### STATED PROBLEM:
Locate each line in the material below that includes the word "green" and copy those lines.
* start DATASET ENTRIES *
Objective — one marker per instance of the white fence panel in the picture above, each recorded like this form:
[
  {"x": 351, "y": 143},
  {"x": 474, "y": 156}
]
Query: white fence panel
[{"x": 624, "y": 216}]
* end DATASET ENTRIES *
* start DATASET ENTRIES *
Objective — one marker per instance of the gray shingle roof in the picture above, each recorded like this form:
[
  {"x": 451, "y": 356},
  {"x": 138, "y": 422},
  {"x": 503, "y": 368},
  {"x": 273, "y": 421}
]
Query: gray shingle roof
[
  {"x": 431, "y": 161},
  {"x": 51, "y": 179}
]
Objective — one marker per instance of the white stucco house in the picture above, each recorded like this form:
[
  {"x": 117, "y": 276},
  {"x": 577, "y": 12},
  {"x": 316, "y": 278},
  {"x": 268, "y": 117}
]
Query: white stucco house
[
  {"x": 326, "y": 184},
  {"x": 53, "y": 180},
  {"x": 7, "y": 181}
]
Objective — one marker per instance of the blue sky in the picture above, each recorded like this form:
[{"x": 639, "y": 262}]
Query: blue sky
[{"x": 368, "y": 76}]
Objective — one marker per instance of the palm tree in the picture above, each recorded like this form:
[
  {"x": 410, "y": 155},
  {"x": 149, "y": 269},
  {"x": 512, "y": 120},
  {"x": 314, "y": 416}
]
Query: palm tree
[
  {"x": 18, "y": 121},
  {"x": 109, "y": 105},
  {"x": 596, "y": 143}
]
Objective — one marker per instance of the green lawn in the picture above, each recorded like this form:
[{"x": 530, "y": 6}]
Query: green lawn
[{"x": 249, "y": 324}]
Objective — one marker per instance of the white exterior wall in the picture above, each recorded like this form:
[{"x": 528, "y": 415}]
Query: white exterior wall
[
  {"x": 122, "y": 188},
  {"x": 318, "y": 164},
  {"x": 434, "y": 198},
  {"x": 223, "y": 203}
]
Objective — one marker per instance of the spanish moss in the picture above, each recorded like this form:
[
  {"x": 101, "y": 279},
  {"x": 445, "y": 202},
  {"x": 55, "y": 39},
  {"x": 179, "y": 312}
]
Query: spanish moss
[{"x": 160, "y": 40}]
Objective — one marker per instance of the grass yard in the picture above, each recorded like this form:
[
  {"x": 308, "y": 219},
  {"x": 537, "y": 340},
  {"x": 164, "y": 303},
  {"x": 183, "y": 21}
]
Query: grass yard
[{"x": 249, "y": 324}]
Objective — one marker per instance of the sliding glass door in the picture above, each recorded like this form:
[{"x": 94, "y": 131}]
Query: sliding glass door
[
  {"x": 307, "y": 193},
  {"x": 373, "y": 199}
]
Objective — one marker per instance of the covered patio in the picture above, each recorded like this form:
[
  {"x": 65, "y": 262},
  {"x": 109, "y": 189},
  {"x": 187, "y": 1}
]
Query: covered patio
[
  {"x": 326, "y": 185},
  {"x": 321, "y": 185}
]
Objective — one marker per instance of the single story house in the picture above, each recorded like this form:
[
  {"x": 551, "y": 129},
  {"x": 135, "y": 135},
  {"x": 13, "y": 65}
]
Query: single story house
* end DATASET ENTRIES *
* start DATASET ENTRIES *
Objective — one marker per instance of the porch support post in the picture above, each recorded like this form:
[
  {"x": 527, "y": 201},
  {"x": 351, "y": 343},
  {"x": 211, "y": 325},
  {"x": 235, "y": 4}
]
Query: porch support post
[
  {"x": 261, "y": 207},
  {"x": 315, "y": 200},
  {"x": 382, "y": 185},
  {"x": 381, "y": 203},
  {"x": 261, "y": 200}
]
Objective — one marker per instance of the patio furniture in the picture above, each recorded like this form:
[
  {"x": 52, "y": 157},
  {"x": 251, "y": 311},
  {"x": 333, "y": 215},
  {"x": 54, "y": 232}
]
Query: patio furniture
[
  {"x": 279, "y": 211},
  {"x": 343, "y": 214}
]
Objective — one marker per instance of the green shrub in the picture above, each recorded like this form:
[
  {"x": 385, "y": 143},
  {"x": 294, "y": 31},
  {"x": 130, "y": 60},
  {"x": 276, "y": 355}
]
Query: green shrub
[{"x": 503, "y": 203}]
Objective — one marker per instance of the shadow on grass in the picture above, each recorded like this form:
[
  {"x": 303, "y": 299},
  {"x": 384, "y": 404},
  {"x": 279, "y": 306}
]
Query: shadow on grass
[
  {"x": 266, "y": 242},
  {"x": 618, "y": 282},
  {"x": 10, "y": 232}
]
* end DATASET ENTRIES *
### COMPLETE RESPONSE:
Objective — one marker per instance of the green lawn in the picture above, each recorded like this form:
Query: green lawn
Objective — one marker per instance of the green shrub in the picture above, each recorded like this form:
Query: green shrub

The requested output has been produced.